WHAT YOU WILL DO:
1) Retype the part of the account of the drive into Damascus that opens with the words containing "hotels are most" and closes with "say so myself!".
2) Answer these questions from the account of the drive into Damascus:
(a) How far is it from the border to Damascus?
(b) At what time does the sun set?
(c) After what hour did the travelers check in at the hotel?

── EXCERPT TO READ ──

We had thought that we would be able to drive the 150 kilometres from the border to Damascus before dark but given the fact that we had wasted a substantial amount of time at the border with the whole benzine/diesel debacle and the fact that the sun sets at a ridiculous four thirty in the afternoon, we only arrived in Damascus well after dark. Damascus is the longest inhabited city in the world which is all well and fine but this means that there certainly wasn't a city planner involved in its development - its a rabbit warren of narrow streets which, in darkness, turns it into a complete maze that even the GPS couldn't figure out. Certainly not the place for a massively overladen Land Rover. Things were not helped by the Syrian drivers who are just about the worst of the lot - total road hogs - they make those racing matatu drivers of Kampala and Nairobi look like law-abiding citizens. After two hours of frustration we had succeeded in circumnavigating the city twice but had yet to spot one hotel (cheap or otherwise). Working on the theory that the

hotels are most likely to be on the hills overlooking the city we headed up away from the city centre as far as we could go. Big mistake! We ended up in some sort of security complex where we were flagged down by some irate, rifle toting Syrians who demanded to see our passports. As they were not in uniform and it was well after sunset we decided not to oblige and Nev put his foot on the accelerator. Phew again! Having escaped what looked to be a sticky situation our nerves were well and truly shot but strangely enough our sense of direction had returned with vigour and we managed to find a cheap hotel on our next foray through town. We checked in after ten having arrived in Damascus just after seven - a record if I may say so myself!

───
── GIVEN INFORMATION ──

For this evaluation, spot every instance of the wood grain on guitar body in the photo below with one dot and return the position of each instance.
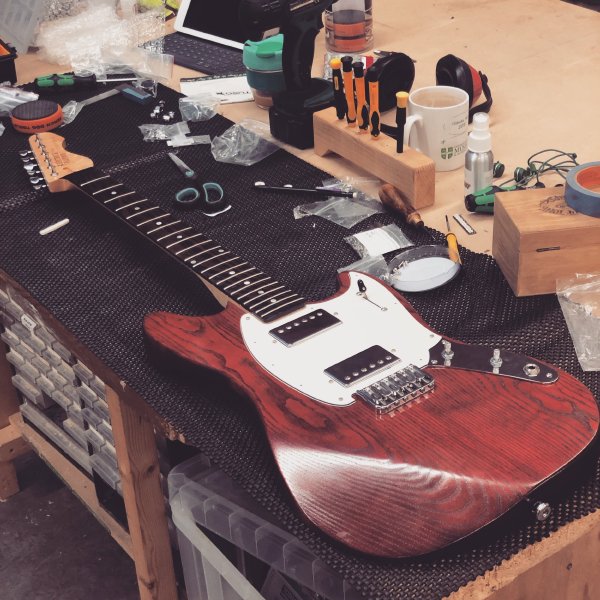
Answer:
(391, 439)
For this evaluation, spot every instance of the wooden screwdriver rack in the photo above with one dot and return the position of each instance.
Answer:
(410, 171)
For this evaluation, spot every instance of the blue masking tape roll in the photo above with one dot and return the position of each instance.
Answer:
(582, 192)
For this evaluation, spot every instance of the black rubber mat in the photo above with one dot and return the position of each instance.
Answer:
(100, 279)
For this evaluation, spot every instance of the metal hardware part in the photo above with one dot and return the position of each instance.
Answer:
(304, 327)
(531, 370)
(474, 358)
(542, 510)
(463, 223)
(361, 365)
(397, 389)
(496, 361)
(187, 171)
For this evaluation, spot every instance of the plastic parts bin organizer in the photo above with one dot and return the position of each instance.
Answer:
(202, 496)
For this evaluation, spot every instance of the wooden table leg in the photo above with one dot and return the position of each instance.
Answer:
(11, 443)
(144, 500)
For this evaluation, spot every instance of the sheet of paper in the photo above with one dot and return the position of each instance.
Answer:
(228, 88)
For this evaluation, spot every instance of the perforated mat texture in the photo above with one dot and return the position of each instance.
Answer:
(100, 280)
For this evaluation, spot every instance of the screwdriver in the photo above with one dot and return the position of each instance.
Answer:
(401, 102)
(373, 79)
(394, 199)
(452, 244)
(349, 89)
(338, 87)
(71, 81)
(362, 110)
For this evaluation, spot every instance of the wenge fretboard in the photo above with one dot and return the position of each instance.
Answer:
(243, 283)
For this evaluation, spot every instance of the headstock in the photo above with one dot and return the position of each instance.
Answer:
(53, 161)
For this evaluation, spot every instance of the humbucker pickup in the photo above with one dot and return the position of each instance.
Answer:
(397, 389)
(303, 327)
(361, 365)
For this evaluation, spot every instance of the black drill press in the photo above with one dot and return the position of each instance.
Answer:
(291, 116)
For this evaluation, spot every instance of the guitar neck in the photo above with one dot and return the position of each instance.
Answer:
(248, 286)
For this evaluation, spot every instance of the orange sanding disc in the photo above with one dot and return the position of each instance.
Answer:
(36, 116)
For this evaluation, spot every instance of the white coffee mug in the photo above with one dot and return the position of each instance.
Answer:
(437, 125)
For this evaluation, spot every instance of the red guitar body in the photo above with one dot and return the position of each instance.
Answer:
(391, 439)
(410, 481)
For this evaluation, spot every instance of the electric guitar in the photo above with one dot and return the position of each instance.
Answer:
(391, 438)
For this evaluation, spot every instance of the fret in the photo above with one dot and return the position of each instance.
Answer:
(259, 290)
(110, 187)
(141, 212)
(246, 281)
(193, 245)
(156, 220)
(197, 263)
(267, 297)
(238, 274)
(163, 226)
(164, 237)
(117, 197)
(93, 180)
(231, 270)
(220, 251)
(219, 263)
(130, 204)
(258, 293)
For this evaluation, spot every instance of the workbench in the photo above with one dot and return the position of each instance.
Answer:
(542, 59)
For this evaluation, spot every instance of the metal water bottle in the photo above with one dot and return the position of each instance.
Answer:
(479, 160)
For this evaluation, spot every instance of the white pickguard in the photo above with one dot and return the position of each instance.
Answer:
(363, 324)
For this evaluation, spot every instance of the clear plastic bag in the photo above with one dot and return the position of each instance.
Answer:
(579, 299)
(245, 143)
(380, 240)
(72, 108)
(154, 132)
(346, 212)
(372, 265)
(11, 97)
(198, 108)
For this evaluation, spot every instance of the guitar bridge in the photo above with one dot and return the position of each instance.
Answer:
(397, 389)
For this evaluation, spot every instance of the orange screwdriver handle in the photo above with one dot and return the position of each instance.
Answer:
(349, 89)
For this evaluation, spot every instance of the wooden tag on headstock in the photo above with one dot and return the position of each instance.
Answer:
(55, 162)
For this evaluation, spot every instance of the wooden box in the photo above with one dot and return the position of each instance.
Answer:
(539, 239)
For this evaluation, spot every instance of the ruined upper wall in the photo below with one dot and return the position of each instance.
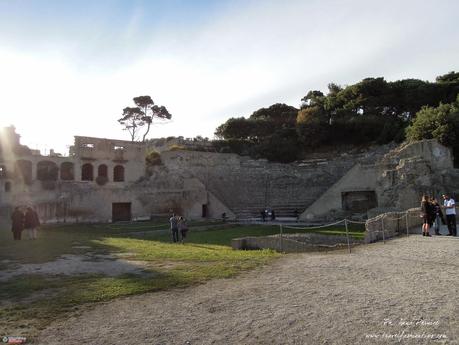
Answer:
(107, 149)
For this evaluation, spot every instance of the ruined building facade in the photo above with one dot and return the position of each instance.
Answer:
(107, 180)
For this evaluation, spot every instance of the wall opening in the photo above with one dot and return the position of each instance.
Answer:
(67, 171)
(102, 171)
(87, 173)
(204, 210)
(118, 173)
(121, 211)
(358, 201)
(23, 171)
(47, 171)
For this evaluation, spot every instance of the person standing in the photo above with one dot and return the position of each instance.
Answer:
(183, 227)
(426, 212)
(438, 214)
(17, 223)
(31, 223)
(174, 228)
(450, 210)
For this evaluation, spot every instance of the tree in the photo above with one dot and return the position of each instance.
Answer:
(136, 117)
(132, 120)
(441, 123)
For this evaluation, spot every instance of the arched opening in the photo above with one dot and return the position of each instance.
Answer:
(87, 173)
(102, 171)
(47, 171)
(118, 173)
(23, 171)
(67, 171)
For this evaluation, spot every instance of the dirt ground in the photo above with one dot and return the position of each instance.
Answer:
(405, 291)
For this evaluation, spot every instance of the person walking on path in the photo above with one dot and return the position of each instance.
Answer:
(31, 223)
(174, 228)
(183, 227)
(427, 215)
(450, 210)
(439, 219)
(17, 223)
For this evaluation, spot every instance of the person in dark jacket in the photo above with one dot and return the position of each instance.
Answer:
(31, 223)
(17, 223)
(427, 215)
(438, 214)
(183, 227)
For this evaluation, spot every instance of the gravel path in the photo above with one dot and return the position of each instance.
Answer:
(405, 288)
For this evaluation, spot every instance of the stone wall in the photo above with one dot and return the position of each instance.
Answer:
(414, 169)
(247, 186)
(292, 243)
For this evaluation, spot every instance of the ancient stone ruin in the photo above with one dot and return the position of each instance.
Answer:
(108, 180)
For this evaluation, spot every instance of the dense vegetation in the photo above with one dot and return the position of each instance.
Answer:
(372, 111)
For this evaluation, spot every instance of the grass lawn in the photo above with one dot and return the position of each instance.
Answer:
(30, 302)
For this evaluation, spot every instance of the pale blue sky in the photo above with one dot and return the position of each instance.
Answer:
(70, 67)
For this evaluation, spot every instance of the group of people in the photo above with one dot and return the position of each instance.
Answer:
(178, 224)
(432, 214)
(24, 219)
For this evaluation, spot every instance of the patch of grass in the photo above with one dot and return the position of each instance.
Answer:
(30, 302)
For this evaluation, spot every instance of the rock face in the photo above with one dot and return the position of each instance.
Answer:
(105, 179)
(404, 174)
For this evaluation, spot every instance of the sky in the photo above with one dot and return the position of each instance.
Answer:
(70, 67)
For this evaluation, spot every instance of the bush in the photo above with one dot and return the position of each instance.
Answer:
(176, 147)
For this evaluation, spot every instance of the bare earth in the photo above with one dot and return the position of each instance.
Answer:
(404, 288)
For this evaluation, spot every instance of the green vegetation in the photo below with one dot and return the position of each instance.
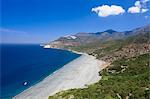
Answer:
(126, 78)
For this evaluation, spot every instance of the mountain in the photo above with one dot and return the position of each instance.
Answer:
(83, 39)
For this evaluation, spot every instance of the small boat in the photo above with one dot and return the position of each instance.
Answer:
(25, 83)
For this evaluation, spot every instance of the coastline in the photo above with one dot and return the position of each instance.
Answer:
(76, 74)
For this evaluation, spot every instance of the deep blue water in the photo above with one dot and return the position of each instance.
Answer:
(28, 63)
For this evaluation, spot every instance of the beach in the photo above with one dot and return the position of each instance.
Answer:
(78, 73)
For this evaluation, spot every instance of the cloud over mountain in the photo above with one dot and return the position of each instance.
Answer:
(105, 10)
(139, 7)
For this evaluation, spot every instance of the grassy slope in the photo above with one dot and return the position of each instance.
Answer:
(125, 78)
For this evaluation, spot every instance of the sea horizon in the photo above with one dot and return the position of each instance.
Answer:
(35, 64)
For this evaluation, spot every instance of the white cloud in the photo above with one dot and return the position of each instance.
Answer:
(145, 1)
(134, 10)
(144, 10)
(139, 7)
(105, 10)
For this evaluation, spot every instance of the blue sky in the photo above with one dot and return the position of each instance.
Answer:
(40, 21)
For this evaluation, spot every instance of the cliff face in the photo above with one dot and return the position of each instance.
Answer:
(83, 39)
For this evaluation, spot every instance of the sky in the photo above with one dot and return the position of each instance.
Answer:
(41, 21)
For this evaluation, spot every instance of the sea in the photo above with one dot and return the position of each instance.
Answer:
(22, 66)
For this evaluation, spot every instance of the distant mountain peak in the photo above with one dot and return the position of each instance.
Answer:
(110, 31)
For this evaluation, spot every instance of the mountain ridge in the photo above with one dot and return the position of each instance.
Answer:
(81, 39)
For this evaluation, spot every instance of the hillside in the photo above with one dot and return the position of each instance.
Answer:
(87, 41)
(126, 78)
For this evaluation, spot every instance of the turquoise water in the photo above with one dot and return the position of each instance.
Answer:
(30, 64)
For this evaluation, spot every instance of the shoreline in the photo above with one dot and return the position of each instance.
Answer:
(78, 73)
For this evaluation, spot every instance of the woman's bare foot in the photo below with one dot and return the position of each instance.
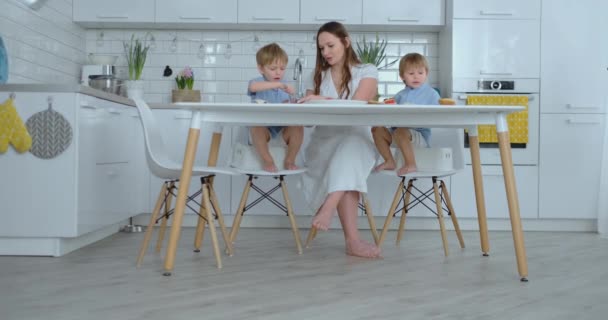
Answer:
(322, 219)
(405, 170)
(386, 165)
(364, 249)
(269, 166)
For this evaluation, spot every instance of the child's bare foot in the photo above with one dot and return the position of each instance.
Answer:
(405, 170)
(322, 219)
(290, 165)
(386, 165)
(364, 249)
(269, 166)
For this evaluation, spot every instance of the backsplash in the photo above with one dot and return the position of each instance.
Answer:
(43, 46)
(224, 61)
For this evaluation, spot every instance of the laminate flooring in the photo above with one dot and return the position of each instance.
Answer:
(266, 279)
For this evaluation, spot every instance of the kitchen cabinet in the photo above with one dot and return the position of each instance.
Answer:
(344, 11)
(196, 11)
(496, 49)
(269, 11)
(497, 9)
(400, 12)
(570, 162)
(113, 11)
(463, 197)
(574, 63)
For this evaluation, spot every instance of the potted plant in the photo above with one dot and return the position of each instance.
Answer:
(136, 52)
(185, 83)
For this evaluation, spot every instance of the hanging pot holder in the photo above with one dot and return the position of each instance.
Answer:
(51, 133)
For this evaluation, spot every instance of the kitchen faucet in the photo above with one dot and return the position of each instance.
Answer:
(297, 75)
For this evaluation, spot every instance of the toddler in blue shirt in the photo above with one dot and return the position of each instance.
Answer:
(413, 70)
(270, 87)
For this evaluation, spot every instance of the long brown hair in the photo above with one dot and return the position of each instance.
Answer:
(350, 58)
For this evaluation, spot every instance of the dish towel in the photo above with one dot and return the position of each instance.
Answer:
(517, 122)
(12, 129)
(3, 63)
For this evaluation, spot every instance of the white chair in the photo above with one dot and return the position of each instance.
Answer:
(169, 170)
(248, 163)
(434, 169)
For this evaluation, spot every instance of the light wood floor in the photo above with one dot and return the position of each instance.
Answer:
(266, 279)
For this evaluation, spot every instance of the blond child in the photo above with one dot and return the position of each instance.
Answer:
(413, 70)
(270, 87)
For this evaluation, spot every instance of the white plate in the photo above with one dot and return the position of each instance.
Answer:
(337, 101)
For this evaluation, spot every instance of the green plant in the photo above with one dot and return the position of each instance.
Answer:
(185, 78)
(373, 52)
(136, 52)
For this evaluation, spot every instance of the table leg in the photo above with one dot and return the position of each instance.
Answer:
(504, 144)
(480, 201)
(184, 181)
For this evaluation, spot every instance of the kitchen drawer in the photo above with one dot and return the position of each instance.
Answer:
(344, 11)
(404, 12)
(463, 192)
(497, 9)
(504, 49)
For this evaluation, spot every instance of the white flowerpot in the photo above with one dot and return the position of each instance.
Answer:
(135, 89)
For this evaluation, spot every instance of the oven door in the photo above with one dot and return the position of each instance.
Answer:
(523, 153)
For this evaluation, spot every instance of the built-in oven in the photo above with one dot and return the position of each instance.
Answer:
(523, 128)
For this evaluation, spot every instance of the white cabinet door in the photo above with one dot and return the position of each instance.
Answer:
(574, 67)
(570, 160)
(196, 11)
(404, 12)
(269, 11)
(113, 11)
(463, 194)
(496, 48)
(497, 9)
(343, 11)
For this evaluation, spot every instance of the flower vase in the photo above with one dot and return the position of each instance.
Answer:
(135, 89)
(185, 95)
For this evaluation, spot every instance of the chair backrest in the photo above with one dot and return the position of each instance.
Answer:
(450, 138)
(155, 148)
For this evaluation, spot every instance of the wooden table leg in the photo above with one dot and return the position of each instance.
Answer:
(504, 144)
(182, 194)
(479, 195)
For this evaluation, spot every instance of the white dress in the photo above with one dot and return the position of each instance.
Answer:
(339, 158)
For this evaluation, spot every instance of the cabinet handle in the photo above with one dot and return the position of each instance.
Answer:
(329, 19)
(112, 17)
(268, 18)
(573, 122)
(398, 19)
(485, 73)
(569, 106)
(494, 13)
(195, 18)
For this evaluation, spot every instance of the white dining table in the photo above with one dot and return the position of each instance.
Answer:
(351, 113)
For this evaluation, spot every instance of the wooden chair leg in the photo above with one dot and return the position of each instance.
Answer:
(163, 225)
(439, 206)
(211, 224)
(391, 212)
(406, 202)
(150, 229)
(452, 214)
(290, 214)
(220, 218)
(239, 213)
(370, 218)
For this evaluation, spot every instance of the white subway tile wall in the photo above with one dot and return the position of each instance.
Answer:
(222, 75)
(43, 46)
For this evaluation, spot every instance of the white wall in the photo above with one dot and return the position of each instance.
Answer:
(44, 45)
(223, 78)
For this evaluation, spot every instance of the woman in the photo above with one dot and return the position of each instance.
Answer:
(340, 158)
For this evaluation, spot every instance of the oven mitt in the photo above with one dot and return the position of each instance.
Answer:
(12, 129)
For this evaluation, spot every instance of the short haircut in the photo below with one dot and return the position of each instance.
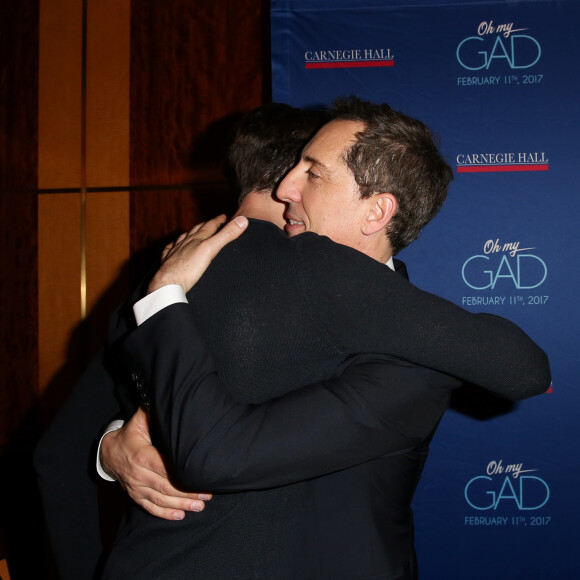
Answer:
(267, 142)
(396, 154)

───

TASK-BY-TASK OUTPUTS:
1)
hotels are most likely to be on the hills overlooking the city we headed up away from the city centre as far as we could go. Big mistake! We ended up in some sort of security complex where we were flagged down by some irate, rifle toting Syrians who demanded to see our passports. As they were not in uniform and it was well after sunset we decided not to oblige and Nev put his foot on the accelerator. Phew again! Having escaped what looked to be a sticky situation our nerves were well and truly shot but strangely enough our sense of direction had returned with vigour and we managed to find a cheap hotel on our next foray through town. We checked in after ten having arrived in Damascus just after seven - a record if I may say so myself!

2)
(a) 150 kilometers
(b) Four thirty in the afternoon
(c) Ten